EXERCISE: Filter these entries down to the lines that hold the word "football", and show each of them.

╭─ THE DATA

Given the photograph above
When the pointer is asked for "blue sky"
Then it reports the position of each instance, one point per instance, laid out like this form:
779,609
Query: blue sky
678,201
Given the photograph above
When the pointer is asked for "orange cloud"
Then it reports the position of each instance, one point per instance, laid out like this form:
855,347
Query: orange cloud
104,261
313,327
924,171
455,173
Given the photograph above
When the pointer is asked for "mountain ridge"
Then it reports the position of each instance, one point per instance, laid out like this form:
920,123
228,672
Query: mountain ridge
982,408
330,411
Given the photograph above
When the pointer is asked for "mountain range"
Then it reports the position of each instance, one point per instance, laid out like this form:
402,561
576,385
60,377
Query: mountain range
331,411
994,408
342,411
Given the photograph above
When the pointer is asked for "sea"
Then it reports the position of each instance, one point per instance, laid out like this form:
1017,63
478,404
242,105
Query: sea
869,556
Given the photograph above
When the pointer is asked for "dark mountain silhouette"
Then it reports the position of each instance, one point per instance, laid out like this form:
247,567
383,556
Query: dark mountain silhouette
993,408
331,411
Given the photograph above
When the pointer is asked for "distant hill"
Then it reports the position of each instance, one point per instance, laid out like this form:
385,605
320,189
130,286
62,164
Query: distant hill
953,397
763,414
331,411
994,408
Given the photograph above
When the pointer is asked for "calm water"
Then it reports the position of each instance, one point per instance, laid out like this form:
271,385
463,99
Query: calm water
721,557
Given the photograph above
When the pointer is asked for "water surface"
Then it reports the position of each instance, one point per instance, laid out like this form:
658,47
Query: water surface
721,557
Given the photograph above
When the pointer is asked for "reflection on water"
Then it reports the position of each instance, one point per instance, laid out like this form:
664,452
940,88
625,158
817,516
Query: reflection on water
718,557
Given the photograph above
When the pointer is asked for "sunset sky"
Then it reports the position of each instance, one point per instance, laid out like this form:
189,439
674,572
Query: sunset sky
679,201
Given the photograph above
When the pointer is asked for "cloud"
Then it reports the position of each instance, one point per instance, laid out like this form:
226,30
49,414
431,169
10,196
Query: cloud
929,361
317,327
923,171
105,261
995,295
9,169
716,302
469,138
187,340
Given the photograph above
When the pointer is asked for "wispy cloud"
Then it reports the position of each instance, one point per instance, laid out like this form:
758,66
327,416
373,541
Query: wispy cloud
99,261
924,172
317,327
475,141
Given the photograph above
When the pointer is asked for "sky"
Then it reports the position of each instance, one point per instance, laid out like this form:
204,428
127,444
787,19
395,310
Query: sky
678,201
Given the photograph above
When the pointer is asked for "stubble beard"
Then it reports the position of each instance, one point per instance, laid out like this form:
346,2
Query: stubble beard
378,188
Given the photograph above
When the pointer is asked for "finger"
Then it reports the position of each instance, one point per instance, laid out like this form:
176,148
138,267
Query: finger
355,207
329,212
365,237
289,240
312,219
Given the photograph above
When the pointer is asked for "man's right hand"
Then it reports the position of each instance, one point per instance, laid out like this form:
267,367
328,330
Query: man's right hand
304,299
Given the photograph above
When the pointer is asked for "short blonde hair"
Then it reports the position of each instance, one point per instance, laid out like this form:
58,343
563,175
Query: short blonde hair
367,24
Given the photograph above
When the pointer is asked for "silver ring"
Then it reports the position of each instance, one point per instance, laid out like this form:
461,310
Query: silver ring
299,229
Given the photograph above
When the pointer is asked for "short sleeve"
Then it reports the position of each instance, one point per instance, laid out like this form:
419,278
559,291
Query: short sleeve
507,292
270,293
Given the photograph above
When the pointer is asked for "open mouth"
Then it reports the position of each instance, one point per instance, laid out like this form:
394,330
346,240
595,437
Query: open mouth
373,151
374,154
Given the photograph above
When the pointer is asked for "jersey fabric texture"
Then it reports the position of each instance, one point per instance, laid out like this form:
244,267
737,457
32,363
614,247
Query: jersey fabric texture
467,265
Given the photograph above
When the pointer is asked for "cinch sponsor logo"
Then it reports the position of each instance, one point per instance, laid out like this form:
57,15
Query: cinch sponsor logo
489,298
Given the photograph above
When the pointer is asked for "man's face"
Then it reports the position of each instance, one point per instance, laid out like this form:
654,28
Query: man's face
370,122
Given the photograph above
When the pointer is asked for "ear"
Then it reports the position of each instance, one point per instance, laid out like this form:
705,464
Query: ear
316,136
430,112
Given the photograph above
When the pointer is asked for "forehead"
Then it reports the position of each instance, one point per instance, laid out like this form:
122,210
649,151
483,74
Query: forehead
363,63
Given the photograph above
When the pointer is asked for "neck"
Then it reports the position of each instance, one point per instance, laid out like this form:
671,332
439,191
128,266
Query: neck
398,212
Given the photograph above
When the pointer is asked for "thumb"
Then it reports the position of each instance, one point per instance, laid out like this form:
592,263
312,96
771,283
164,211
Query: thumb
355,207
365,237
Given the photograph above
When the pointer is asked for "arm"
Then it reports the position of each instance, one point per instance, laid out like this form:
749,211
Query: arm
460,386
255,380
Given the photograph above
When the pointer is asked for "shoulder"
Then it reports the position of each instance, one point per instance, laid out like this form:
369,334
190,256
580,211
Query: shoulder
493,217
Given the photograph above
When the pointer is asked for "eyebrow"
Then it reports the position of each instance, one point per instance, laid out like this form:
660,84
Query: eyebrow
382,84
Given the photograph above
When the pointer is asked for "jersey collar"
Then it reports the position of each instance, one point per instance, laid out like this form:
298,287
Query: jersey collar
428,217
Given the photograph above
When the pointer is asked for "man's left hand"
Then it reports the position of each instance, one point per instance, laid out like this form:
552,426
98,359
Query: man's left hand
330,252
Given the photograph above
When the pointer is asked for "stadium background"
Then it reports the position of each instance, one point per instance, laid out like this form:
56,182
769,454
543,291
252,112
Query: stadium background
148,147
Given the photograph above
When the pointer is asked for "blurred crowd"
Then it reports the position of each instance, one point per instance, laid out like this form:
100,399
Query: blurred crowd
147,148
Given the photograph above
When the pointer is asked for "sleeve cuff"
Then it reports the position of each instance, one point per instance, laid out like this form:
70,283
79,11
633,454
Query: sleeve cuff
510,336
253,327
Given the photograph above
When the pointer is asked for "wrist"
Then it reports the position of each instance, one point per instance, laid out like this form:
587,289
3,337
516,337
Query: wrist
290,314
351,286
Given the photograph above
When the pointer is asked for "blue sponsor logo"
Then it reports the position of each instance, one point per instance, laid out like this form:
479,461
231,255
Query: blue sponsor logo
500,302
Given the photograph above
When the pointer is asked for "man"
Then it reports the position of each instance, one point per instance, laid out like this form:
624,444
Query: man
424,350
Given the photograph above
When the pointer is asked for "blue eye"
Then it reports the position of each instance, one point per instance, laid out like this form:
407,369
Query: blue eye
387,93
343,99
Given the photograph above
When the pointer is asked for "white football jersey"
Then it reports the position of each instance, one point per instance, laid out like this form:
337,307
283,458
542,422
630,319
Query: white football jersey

╰─

EXERCISE RESULT:
When the pointer is asked for "white football jersey"
Query: white football jersey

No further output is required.